Data provided:
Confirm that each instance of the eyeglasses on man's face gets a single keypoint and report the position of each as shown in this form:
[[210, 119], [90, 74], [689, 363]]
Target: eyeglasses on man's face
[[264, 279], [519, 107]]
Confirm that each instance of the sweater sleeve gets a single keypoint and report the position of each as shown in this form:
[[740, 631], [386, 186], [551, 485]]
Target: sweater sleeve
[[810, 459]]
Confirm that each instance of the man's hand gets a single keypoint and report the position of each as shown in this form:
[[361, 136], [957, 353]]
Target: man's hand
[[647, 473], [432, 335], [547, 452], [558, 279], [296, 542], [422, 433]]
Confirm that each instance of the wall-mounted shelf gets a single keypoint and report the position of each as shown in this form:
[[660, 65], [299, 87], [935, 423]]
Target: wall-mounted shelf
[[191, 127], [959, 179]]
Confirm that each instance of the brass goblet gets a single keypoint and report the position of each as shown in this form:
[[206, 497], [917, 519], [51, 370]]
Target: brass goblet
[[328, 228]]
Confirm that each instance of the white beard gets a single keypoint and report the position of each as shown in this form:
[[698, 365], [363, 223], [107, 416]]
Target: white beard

Task details: Convert all of the data above into a numbered list, leaving out any blank lines.

Full answer:
1. Confirm that each instance of the eyeglasses on man's face gets a single keypoint and report the position of each as shown in this form:
2. [[210, 119], [90, 74], [689, 363]]
3. Target: eyeglasses on man's face
4. [[264, 279], [519, 107]]
5. Confirm that each instance of the sweater sleeve gets a single keypoint and report the position of each as shown in this form:
6. [[740, 631], [386, 186], [551, 485]]
7. Target: sweater sleeve
8. [[810, 459]]
9. Confirm that each instance of the man's hand gets a single keypoint and report the position of each as shown in this form:
10. [[361, 136], [957, 353]]
11. Target: man's hand
12. [[647, 473], [432, 335], [547, 452], [558, 279], [296, 542], [422, 433]]
13. Confirm that each instance of the wall-mounted shelf gets a single keypoint and report the position of each as shown in this form:
14. [[660, 65], [299, 87], [935, 423]]
15. Target: wall-mounted shelf
16. [[191, 127], [959, 179]]
17. Confirm that each instance of the brass goblet gets a single keypoint and report the position of each as shown in this form:
18. [[206, 497], [917, 519], [51, 370]]
19. Target: brass goblet
20. [[328, 228]]
21. Confirm that each instance of the white beard gets a single keypoint and report the position of each as shown in this form:
22. [[698, 365], [363, 223], [107, 416]]
23. Target: white beard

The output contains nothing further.